- **Work to complete**: Could you copy, character for character, the stretch of the listing below from the line containing "Query: snow on ground" through the line containing "column 51, row 50", and nothing else?

- **Dataset entries**:
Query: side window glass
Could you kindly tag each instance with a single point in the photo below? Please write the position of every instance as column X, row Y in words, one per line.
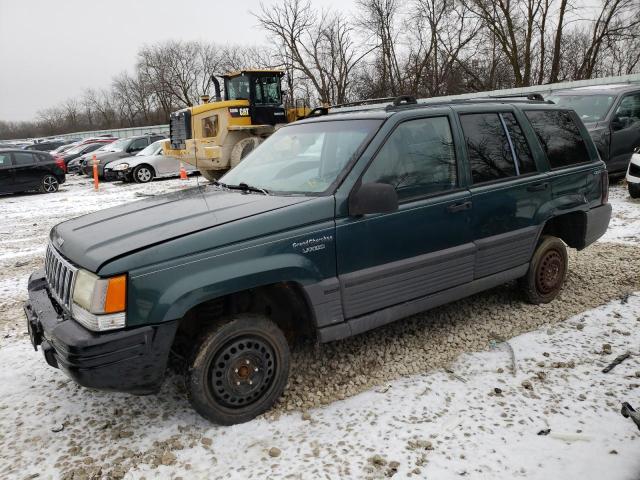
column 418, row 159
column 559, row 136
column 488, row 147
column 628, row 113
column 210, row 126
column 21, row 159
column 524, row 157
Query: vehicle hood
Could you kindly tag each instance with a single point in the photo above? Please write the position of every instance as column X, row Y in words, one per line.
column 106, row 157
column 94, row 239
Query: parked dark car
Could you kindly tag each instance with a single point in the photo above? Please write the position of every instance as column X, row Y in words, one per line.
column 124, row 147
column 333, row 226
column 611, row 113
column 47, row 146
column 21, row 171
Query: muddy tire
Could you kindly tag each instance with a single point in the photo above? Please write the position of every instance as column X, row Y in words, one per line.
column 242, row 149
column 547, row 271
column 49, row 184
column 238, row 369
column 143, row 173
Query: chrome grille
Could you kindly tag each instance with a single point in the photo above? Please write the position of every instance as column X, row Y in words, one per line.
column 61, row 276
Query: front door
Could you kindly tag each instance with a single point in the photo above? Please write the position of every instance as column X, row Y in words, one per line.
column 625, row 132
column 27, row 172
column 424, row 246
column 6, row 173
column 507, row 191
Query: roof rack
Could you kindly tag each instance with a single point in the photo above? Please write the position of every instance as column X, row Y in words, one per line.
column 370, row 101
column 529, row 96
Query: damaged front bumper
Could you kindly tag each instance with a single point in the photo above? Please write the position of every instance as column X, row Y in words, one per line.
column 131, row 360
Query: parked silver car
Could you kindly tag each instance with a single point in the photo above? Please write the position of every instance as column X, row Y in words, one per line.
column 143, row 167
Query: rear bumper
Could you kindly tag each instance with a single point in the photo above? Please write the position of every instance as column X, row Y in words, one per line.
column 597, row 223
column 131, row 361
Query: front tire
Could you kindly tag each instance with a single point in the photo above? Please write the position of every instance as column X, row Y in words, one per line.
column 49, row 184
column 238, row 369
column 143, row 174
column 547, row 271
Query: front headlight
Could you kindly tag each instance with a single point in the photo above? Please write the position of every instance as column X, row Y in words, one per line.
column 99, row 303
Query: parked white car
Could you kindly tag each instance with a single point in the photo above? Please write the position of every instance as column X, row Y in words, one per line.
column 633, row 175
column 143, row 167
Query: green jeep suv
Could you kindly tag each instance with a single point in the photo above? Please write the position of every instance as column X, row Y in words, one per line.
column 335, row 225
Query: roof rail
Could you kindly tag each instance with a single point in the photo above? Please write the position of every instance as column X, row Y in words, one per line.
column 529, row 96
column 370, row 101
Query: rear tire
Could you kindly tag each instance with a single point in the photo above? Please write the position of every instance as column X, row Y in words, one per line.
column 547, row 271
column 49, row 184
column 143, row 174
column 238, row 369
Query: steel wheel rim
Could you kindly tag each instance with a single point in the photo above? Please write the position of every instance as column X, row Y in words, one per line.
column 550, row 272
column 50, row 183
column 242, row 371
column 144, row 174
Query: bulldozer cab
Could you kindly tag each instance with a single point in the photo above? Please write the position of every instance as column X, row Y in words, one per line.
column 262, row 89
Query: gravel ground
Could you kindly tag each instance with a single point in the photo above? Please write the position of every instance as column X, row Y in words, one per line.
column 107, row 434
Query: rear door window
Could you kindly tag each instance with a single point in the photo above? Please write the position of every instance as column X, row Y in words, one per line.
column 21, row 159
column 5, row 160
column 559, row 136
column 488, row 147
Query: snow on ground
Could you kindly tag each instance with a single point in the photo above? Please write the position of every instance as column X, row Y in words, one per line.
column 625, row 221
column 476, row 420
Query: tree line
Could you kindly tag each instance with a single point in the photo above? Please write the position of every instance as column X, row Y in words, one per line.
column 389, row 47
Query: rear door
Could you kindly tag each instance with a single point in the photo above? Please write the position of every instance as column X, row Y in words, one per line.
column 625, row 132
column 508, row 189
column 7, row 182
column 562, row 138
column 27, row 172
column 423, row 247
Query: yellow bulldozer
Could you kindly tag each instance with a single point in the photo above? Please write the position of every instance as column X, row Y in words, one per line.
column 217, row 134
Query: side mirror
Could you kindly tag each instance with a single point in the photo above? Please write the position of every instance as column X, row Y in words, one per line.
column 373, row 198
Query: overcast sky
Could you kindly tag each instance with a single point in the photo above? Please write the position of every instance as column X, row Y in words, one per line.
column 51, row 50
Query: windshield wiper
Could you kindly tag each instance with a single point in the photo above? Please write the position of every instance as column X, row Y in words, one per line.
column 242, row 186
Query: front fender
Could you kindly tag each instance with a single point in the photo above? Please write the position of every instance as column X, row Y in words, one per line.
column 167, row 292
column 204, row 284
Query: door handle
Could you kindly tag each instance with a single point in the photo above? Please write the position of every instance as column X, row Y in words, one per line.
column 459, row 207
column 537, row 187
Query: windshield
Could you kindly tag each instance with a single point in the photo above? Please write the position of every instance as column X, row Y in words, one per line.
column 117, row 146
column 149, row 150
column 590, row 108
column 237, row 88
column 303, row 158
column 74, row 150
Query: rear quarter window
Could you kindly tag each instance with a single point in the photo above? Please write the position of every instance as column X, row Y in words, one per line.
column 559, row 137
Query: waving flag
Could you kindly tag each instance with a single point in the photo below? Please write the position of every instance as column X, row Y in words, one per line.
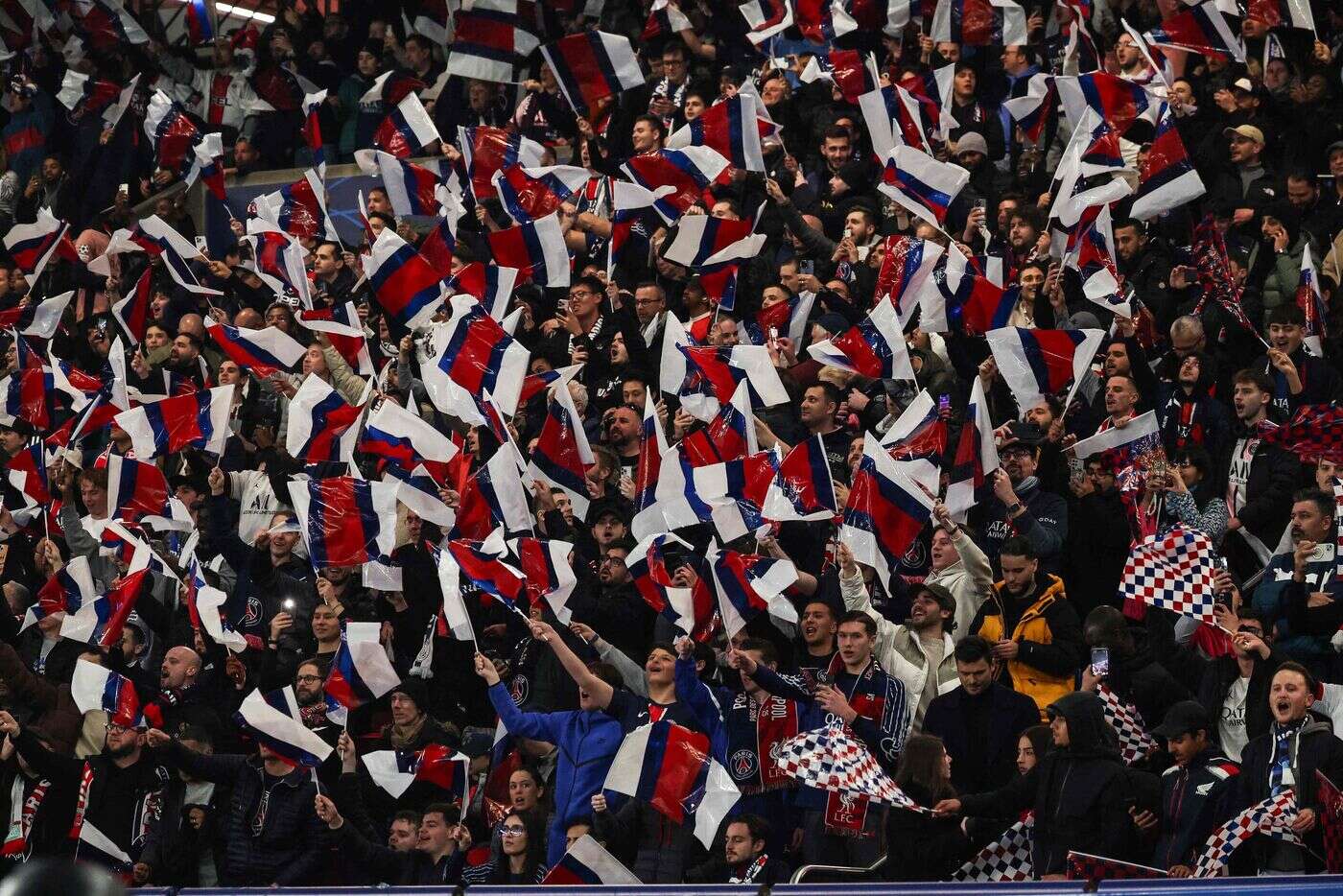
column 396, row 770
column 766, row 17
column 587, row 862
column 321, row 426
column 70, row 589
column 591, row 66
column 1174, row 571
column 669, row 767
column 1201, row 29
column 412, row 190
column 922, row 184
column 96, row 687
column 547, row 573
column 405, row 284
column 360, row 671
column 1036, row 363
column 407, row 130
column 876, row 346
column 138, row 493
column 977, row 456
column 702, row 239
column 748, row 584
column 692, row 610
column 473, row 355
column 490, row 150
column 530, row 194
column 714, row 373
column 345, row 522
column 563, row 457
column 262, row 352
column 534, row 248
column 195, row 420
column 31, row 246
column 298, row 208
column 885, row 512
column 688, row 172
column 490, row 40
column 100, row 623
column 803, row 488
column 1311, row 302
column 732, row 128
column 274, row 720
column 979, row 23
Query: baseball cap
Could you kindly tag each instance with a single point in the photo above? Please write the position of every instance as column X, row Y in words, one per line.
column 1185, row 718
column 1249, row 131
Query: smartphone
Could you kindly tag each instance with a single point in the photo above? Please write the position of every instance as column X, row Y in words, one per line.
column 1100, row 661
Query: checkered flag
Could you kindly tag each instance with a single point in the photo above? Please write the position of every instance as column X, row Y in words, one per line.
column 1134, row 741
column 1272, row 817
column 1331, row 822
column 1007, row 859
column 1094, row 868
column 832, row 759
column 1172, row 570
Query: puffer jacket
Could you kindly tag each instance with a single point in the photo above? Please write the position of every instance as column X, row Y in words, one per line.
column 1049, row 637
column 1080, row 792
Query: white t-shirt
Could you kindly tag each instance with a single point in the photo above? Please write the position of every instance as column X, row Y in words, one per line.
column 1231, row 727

---

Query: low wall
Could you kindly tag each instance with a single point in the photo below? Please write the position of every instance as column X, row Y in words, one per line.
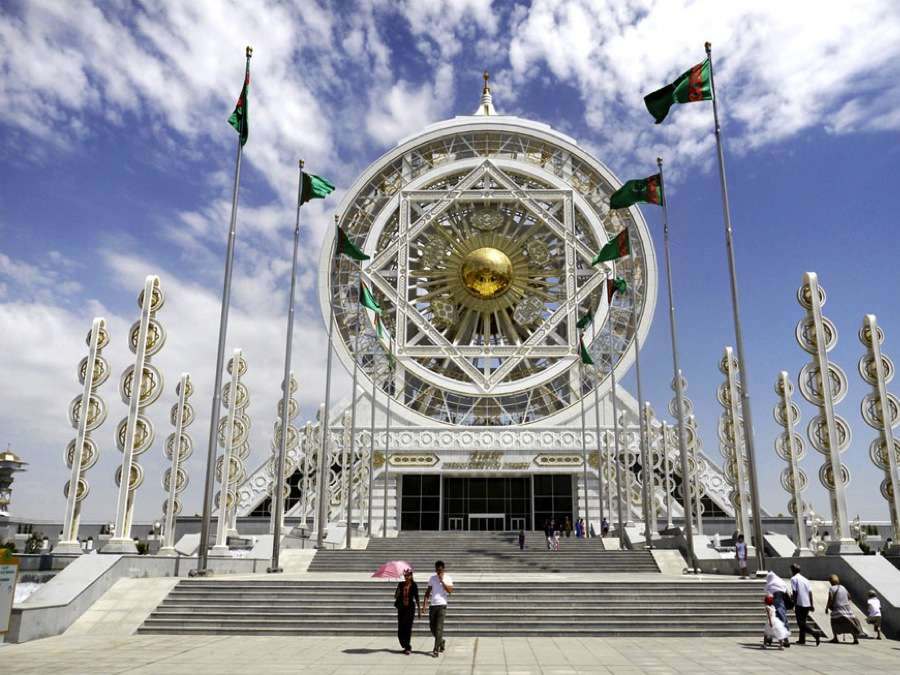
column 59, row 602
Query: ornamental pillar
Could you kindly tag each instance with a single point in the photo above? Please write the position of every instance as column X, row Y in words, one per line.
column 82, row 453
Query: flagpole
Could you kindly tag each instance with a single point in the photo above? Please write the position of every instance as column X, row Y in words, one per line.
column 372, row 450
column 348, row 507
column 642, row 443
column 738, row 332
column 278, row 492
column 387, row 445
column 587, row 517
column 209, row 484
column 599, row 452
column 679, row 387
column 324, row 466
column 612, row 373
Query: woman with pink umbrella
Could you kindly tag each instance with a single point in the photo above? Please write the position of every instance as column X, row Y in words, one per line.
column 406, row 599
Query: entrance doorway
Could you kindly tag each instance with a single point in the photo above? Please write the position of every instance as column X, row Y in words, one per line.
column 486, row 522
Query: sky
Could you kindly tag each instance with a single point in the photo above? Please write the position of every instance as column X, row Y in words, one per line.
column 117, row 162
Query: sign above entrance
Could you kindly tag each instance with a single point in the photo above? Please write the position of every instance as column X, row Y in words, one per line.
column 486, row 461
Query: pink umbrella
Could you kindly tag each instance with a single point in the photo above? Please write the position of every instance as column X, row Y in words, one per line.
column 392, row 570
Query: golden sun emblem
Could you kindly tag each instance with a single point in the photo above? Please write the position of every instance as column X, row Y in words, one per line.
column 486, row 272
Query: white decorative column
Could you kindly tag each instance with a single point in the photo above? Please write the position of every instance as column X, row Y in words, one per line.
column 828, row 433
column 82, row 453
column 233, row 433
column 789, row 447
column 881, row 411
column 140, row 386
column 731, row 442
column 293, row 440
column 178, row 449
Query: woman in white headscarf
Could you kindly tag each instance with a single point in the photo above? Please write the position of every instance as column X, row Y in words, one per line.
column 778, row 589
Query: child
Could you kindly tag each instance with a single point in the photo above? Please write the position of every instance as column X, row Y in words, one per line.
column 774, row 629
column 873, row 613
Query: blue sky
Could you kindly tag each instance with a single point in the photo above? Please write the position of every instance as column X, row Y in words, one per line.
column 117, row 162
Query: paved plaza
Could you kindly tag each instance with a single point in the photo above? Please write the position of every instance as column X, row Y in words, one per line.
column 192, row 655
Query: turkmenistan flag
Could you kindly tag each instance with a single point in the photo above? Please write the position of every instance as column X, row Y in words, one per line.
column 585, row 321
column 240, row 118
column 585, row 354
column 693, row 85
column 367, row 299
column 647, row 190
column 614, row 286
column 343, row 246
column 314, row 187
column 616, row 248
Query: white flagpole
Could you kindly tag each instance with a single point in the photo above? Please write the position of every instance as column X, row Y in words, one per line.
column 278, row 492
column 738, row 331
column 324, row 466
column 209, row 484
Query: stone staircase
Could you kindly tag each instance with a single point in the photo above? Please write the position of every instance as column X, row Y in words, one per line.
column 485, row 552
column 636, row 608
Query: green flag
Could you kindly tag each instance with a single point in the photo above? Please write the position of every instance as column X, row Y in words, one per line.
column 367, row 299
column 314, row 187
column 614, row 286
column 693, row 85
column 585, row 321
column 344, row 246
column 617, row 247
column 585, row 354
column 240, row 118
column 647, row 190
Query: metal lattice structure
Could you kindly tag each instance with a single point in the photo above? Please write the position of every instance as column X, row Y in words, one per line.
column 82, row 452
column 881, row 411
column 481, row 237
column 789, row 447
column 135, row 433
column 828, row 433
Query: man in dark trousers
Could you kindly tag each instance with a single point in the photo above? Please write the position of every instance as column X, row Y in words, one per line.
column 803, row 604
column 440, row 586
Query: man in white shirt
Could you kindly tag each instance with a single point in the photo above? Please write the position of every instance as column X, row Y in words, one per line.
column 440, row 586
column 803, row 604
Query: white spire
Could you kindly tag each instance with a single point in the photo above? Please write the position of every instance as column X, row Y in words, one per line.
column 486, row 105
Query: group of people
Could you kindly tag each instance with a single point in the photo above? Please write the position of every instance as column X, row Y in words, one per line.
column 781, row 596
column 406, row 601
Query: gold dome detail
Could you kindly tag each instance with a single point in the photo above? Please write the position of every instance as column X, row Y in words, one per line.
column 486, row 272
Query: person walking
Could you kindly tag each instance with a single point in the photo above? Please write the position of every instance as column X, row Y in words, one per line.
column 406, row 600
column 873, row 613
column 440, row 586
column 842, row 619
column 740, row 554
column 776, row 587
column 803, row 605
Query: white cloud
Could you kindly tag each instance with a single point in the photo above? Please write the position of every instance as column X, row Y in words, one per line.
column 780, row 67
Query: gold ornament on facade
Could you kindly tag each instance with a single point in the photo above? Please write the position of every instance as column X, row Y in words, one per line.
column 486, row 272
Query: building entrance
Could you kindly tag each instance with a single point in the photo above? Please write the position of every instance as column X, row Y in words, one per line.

- **Result below**:
Query: snow on ground
Could you kindly tag each instance with a single point in the photo above? Please write the position of every instance as column X, row Y in words, one per line.
column 625, row 221
column 476, row 420
Query: tree line
Could you kindly tag each instance with a single point in the photo above? Please write the position of every instance as column X, row Y in words, one per line.
column 389, row 47
Query: rear door
Could you kindly tag each instance with a single point in the photo above? Please write the position of every instance as column X, row Y in words, one per line.
column 625, row 132
column 508, row 189
column 7, row 182
column 562, row 138
column 27, row 172
column 423, row 247
Query: yellow bulldozer
Could you kindly tag each instance with a single point in the photo above? Please write the position of every instance as column X, row Y in words, one per line.
column 217, row 134
Query: side mirror
Could you kindly tag each instance with a single point in the photo above? Please write the position of every instance as column X, row Y in words, one per line.
column 373, row 198
Query: overcast sky
Could you kindly tag each instance with a single point in the photo above? Please write the position of every instance as column X, row Y in words, one per line.
column 51, row 50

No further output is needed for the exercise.